_DOCUMENT TEXT:_
Despite those promises in the past 35 years, United States dependence on oil imports is at a record level.
For most of his presidency, Mr. Bush has placed top priority on increasing domestic oil and gas production. He has supported tax incentives for oil and gas drilling, aggressive production in the Gulf of Mexico, and opening the Arctic National Wildlife Refuge.
But in his speech Tuesday night, he said the United States should "move beyond a petroleum-based economy." The strategies he listed are under way already; in fact, he noted that since he took office the federal government had spent "nearly $10 billion to develop cleaner, cheaper, more reliable alternative energy sources."
Among the efforts Mr. Bush listed were better batteries for hybrid and electric cars, hydrogen cars, ethanol from wood and agricultural waste, solar and wind technologies and "clean, safe nuclear energy."
The overarching goal, Mr. Bush said, would be to reduce American imports of Middle Eastern oil by 75 percent by 2025.
It was not clear exactly how Mr. Bush was defining his goal. There is a big difference between reducing such imports 75 percent below today's levels and reducing such imports 75 percent below what they would otherwise be if American supply and demand continued on their present course.
For the first 11 months of 2005, according to the most recent data available, the United States used about 20.6 million barrels of oil a day and imported about 60 percent of that. About 17 percent of petroleum imports came from the Persian Gulf.

_REQUIREMENTS:_
In the article on oil imports, how much did Mr. Bush say the federal government had spent on alternative energy sources since he took office?

Outline items for labeled areas:
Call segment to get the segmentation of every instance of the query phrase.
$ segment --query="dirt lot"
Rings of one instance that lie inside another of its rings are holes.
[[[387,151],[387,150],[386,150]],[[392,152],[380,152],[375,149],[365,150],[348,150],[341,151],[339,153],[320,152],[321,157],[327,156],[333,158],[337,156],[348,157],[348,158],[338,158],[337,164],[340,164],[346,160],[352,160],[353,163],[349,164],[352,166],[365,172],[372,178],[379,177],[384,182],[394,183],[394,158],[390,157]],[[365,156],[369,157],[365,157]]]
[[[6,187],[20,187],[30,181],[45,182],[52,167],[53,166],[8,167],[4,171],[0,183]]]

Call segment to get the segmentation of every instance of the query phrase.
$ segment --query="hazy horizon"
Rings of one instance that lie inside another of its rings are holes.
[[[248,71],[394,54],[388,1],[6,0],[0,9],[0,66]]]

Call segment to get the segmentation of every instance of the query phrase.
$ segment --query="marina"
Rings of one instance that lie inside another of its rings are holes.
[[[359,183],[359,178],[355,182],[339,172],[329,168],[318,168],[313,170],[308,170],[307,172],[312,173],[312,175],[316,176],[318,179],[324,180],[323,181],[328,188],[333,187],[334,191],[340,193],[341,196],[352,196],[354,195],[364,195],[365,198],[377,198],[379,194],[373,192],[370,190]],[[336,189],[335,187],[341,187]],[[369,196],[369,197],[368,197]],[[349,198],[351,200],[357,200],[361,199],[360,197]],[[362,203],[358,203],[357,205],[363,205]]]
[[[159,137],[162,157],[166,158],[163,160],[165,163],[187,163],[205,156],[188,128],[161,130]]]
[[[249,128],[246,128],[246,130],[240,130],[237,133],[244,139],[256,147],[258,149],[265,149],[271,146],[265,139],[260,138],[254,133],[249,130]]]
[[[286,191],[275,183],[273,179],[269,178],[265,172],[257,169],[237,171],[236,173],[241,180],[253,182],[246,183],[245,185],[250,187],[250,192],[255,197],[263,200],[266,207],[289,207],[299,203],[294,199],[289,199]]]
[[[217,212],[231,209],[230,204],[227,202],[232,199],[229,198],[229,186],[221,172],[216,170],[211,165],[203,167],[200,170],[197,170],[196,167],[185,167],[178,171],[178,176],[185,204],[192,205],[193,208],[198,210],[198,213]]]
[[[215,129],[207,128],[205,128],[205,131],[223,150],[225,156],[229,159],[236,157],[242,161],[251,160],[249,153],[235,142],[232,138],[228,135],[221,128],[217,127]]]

_EXERCISE SOLUTION:_
Nearly $10 billion.